- Supplied passage -
◇ ◇ ◇

Report 1

REPORT ON PERCY ACTION CLASS LITIGATION

  1. My name is Jim Kernan. I am the attorney for the Percy Class.

I was retained by Albert Percy, the Class Representative appointed by the federal court. The Percy Class is certified by the federal court as a class composed of black or Spanish-surnamed persons who are capable of performing highly skilled work or learning to become highly skilled, and are ready, willing and able to work, learn and earn. If you were so in the past, you may be entitled to compensation and relief as a member of the Percy Class entitled to compensation for lost wages and lost job opportunities, and relief through the enforcement of a demonstrated alternative employment practice. The proposed enforcement class lawsuit is the Percy Class Action.

  1. What is the Percy Class asking for?

To recover monetary damages arising out of the failed Settlement in Percy v. Brennan, Case 73-cv-04279, reported at 384 F Supp 800 (S.D.N.Y. 1974), a case for affirmative action apprenticeship and employment filed by the Percy Class, which failure continues to this day. The books of the New York Rules and Regulations will show that the State of New York offered to settle the case with the Percy Class by the issuance of Governor’s Executive Order 45. However, the courts later declared Executive Order 45 as illegal and unenforceable. Thus, the court decisions in favor of the Percy Class remain unenforced and members of the Percy Class have yet to be compensated for damages.

  1. Damages recoverable by enforcing past court decisions in favor of the Percy Class

There is a need for the Percy Class to pursue legal action by demanding compensation for damages to enforce past court decisions in favor of the Percy Class, namely, the decision of the U.S. District Court for the Southern District of New York Order in Percy v. Brennan, Case 73-cv-04279, reported at 384 F Supp 800 (S.D.N.Y. 1974), rendered by Judge Lasker on November 8, 1974, and the Settlement of Percy v. Brennan in Judge Edelstein’s Order of May 4, 1977 (the “Settlement”).

  1. Lincoln’s real-world view about reparation

This is the modern day pursuit of President Lincoln’s real-world view about reparation: he saw equality as a right, an equal opportunity for a person to pursue his dreams and goals. Reparations was envisioned by Lincoln on April 16, 1865, his last speech where he said three times his vision about paid apprenticeship for freed-people. His 10-minute speech of only 1819 words, introducing the complex topic of reconstruction, twice identified paid apprenticeship for freed-people as a means to survive and prosper as viewed through the prism of the close of the Civil War. Reporter Brooks wrote that an incensed John Wilkes Booth, a member of the audience that evening on April 11, 1865, vowed: “That is the last speech he will make.” Booth, an acknowledged white supremacist according to Brooks, made good on his threat. The assassination of Lincoln by Booth three days after this speech frustrated the proposed reconstruction opportunities and “apprenticeship for freed-people” was a vision not spoken of again since April 11, 1865. Instead, Lincoln’s nightmare of disaster and misery came true with lynchings, massacres, and the anarchy of Reconstruction followed by the Jim Crow laws of segregation and discrimination.

◇ ◇ ◇

- Data -
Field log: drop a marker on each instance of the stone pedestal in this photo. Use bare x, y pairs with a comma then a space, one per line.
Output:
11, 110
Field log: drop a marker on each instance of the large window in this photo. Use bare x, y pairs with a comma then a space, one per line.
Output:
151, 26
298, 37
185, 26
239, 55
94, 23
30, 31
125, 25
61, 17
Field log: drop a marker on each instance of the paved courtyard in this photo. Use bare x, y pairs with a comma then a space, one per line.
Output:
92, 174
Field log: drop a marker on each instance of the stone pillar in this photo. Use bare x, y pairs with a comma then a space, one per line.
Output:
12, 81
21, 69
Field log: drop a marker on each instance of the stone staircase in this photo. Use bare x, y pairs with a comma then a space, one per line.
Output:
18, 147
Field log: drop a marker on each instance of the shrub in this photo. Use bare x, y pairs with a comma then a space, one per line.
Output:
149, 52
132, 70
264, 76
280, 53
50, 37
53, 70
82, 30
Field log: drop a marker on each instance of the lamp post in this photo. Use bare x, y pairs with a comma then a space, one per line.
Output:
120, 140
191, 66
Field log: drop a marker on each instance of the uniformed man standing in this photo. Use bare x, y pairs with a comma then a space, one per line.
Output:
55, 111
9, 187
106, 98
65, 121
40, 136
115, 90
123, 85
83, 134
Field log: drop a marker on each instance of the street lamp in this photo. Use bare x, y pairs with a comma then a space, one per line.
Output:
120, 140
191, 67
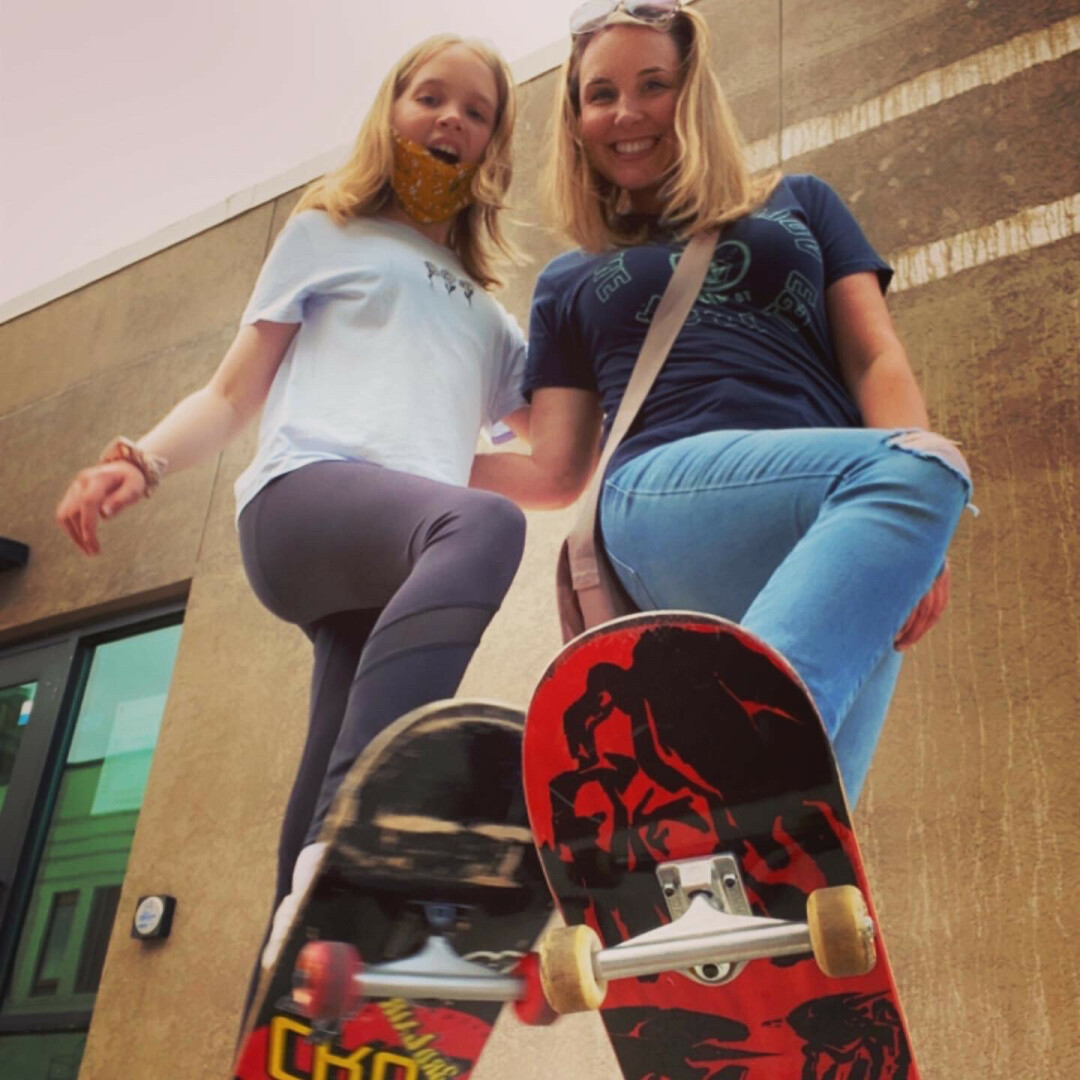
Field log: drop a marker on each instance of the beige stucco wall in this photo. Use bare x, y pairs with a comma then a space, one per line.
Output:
969, 821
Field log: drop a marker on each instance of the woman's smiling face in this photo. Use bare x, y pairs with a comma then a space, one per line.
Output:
630, 80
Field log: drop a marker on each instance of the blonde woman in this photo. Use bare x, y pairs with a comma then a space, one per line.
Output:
780, 473
379, 353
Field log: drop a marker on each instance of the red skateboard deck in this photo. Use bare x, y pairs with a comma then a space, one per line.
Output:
669, 737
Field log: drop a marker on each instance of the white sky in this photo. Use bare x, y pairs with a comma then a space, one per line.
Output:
119, 118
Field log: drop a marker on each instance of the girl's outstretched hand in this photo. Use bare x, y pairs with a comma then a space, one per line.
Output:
926, 613
98, 491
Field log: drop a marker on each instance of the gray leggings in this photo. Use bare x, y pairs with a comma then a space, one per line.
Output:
394, 578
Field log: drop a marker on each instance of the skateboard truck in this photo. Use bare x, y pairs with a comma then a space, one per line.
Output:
710, 939
718, 882
331, 982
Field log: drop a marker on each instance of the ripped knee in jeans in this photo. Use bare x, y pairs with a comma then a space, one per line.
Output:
932, 446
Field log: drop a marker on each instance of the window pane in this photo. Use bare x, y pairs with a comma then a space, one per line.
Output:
15, 704
56, 940
89, 839
48, 1056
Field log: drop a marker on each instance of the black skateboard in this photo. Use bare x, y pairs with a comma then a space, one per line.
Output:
431, 867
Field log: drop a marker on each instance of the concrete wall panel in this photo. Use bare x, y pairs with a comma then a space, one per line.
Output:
838, 53
149, 548
961, 164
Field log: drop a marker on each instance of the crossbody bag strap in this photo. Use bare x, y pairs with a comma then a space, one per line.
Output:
669, 320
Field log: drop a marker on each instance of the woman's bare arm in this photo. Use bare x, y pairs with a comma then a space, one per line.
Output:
872, 358
563, 428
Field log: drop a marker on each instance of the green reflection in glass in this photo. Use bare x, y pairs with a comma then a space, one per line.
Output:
41, 1056
15, 705
62, 948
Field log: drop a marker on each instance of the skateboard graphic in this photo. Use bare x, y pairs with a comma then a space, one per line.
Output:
693, 829
420, 917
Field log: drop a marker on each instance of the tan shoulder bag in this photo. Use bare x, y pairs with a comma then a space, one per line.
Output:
588, 591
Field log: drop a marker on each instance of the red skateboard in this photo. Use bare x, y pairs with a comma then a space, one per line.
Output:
693, 829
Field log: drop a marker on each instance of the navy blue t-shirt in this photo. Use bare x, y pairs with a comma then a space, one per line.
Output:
755, 351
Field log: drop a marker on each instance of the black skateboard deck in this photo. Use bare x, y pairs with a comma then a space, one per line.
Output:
432, 813
669, 737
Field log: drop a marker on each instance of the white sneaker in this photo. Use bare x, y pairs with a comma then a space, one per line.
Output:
304, 872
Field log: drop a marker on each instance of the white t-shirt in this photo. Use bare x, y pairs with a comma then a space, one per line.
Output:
401, 359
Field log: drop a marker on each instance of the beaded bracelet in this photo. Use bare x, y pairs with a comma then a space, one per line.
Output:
151, 466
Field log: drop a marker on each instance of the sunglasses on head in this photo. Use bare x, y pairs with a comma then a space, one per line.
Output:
593, 14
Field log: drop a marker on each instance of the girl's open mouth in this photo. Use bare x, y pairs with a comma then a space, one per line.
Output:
444, 153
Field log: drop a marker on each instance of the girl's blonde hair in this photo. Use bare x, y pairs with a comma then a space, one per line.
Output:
361, 187
710, 183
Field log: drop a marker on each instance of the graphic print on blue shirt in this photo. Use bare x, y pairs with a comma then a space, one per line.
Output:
756, 349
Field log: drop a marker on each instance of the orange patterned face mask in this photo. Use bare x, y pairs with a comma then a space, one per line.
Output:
430, 190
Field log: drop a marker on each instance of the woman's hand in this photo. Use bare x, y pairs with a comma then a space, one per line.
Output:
926, 613
98, 491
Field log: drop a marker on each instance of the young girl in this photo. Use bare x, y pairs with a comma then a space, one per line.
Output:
380, 355
780, 473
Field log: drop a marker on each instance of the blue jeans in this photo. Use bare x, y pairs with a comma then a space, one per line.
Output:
821, 541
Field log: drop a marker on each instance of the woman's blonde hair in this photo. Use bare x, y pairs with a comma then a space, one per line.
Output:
361, 187
710, 183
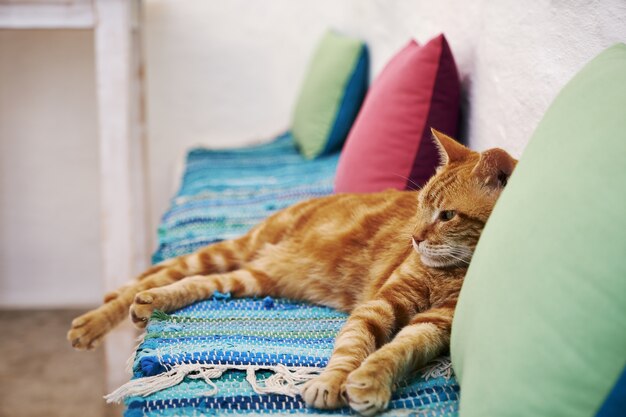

◇ ◇ ◇

- Instructions -
**1.** Set down, word for word, the stretch of the Percy class action report from "1. My name is" through "Percy Class Action.".
**2.** Locate every line in the records that contains the string "girl", matching case, and copy each of those lines.

- Results by task -
**1.**
1. My name is Jim Kernan. I am the attorney for the Percy Class.

I was retained by Albert Percy, the Class Representative appointed by the federal court. The Percy Class is certified by the federal court as a class composed of black or Spanish-surnamed persons who are capable of performing highly skilled work or learning to become highly skilled, and are ready, willing and able to work, learn and earn. If you were so in the past, you may be entitled to compensation and relief as a member of the Percy Class entitled to compensation for lost wages and lost job opportunities, and relief through the enforcement of a demonstrated alternative employment practice. The proposed enforcement class lawsuit is the Percy Class Action.

**2.**
Field log: drop a marker on each instance of the girl's outstretched hand in this photo. Use bare x, y pairs with a comma then a space, one per line.
Field log: drop a marker on each instance of the girl's open mouth in this photo. Use bare x, y pairs with a comma then a space, one per line.
Field log: drop a marker on each instance of the girl's blonde hair in this photo. Use bare x, y pairs with a comma then a space, one per line.
Field log: drop a marker on each instance of the young girl in this photo. Use bare x, y pairs with a comma then a space, one per line.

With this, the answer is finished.